• _DOCUMENTO_
O jazz psicadélico dos britânicos foi a cola que uniu um round de concertos fragmentado entre os ritmos quentes do funaná dos Tubarões, a electrónica irrequieta de Mouse on Mars, o psicadelismo circular e empolgante dos Pharaoh Overlord e o noise caótico das Queen Bee Supergroup. No menos concorrido dos três dias fortes desta edição do renovado festival, pelo menos uma mão cheia de actuações bem conseguidas reforça a urgência da continuidade do Milhões de Festa como espaço privilegiado para a descoberta de novas sonoridades. As datas ainda não estão definidas (a experiência de trocar o final de Julho pelo início de Setembro terá sido um teste), mas ele voltará em 2019, garante a organização.

Longe do futuro, concentremo-nos na edição que findou este domingo, deixando caminho aberto para a recolha dos despojos. Entre os quatro palcos – distribuídos por dois recintos, a contar com a Piscina, e um maior que é Barcelos, onde também há concertos –, houve música que há-de ter eco na discografia e na vida de quem por lá passou.

• _EXERCÍCIO PROPOSTO A_
Segundo o texto sobre o Milhões de Festa, em que ano voltará o festival?

• _REGISTOS EM BRUTO_

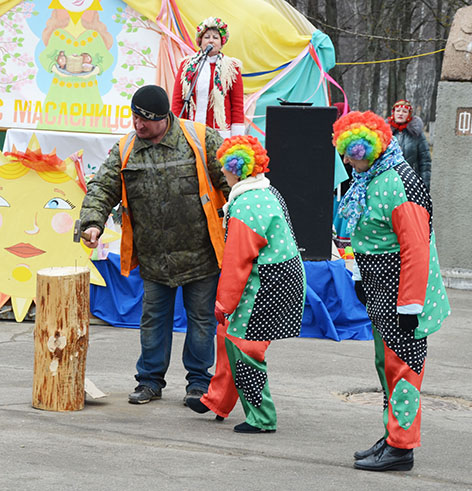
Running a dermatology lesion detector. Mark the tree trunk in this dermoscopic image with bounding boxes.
[33,267,90,411]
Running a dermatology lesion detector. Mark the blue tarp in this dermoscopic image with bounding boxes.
[90,254,372,341]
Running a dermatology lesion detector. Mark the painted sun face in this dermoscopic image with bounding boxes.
[56,0,94,12]
[0,140,112,322]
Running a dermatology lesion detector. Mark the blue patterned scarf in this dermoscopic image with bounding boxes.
[338,137,405,234]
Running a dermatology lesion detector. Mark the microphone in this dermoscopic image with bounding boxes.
[203,44,213,56]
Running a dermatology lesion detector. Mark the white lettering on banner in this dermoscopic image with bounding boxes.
[11,99,132,131]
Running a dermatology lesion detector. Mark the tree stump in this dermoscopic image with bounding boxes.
[33,267,90,411]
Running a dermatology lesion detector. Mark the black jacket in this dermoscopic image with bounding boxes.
[392,116,431,191]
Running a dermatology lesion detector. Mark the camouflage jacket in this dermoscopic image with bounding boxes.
[80,115,229,287]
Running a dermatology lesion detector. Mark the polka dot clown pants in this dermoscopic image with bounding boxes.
[200,324,277,430]
[373,327,426,448]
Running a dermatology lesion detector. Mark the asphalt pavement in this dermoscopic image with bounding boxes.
[0,289,472,491]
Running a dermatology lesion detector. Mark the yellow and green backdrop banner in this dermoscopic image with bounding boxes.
[0,0,342,165]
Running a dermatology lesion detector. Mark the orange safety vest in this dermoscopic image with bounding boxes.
[119,119,226,276]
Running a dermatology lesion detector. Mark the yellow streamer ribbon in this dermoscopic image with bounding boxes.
[336,48,446,65]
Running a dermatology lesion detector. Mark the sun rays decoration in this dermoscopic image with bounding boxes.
[0,134,120,322]
[49,0,103,24]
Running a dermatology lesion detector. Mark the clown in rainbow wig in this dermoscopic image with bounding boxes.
[187,136,306,433]
[333,111,450,471]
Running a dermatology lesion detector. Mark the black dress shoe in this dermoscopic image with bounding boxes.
[185,397,210,414]
[354,443,413,471]
[233,422,275,433]
[354,437,385,460]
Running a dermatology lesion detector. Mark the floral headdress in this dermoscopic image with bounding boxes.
[333,111,392,164]
[196,17,229,46]
[216,135,269,181]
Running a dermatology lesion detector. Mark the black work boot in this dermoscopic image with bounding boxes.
[354,442,413,471]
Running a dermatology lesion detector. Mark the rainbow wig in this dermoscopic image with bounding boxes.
[333,111,392,165]
[216,135,269,181]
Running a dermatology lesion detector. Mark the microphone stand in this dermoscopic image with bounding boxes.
[179,46,213,119]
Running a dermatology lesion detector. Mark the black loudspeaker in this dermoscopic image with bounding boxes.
[266,105,337,261]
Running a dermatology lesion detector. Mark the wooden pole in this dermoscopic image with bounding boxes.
[33,267,90,411]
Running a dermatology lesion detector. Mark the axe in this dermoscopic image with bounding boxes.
[74,218,90,242]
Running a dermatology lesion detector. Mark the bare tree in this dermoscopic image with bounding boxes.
[282,0,472,127]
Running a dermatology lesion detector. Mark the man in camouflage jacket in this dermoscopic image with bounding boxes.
[80,86,229,404]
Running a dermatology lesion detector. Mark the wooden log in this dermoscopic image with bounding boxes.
[33,267,90,411]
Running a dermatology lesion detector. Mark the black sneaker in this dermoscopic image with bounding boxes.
[184,389,205,406]
[128,385,162,404]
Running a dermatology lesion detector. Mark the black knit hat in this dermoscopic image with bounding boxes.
[131,85,169,121]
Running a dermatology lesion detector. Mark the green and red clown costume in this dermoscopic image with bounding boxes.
[201,136,306,430]
[333,111,450,449]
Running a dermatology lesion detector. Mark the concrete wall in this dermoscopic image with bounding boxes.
[431,81,472,272]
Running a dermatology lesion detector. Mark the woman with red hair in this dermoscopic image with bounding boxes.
[333,111,450,471]
[187,136,306,433]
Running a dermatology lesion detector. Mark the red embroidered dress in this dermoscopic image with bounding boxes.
[172,52,244,138]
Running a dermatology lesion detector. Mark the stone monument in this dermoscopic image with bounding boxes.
[431,6,472,289]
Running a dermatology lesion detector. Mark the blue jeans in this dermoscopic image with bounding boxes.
[135,275,218,392]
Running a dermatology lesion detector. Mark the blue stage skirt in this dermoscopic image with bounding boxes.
[90,254,372,341]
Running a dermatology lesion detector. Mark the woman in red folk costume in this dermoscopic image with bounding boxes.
[172,17,244,138]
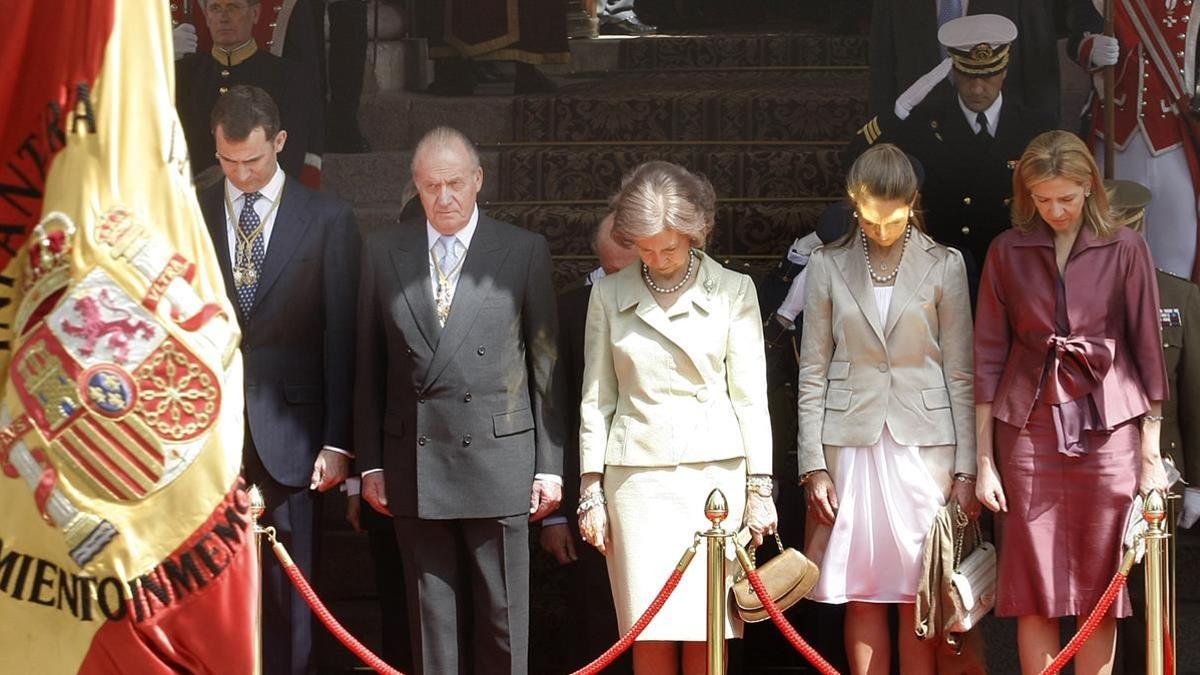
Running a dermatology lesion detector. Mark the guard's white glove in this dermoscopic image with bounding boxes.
[745,492,779,546]
[894,56,950,120]
[1087,35,1121,70]
[1180,488,1200,527]
[170,23,199,61]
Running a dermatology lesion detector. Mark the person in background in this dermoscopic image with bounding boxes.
[175,0,325,190]
[354,126,563,675]
[535,213,637,673]
[1104,180,1200,673]
[415,0,571,96]
[847,13,1054,298]
[577,161,776,675]
[868,0,1056,129]
[974,131,1168,674]
[798,143,979,674]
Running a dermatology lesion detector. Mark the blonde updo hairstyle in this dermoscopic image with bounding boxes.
[610,161,716,249]
[842,143,925,243]
[1012,131,1120,238]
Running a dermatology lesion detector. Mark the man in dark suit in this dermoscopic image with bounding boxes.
[539,214,637,673]
[175,0,325,189]
[199,85,352,673]
[847,14,1054,283]
[354,127,563,675]
[868,0,1060,125]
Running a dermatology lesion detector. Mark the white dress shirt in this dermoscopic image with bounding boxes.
[350,204,563,485]
[956,94,1004,138]
[226,162,354,458]
[226,162,283,264]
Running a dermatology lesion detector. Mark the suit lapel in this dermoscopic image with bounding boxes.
[391,222,442,351]
[251,177,312,312]
[883,231,935,336]
[199,180,245,322]
[833,241,884,342]
[425,211,508,386]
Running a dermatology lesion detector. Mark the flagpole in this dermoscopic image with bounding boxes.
[1103,0,1117,179]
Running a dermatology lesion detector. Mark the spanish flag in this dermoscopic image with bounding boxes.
[0,0,258,674]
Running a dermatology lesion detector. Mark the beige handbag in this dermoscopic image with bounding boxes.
[944,503,996,633]
[733,533,821,623]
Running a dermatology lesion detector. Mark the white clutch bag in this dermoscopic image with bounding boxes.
[946,506,996,633]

• _EXERCÍCIO PROPOSTO B_
Devolve, sem qualquer alteração, o trecho dos registos que começa na linha que contém "man in camouflage" e termina na linha que contém "[131,85,169,121]", incluindo as duas.

• _RESPOSTA COMPLETA A_
Em 2019.

• _RESPOSTA COMPLETA B_
Running a dermatology lesion detector. Mark the man in camouflage jacket in this dermoscopic image with bounding boxes.
[80,86,229,404]
Running a dermatology lesion detector. Mark the wooden log in this dermoscopic image with bounding boxes.
[33,267,90,411]
Running a dermatology lesion detector. Mark the black sneaker in this dermoscopic image with bounding boxes.
[184,389,205,406]
[128,385,162,404]
Running a dermatology lesion detector. Mark the black knit hat in this dermoscopic image with bounding boxes.
[131,85,169,121]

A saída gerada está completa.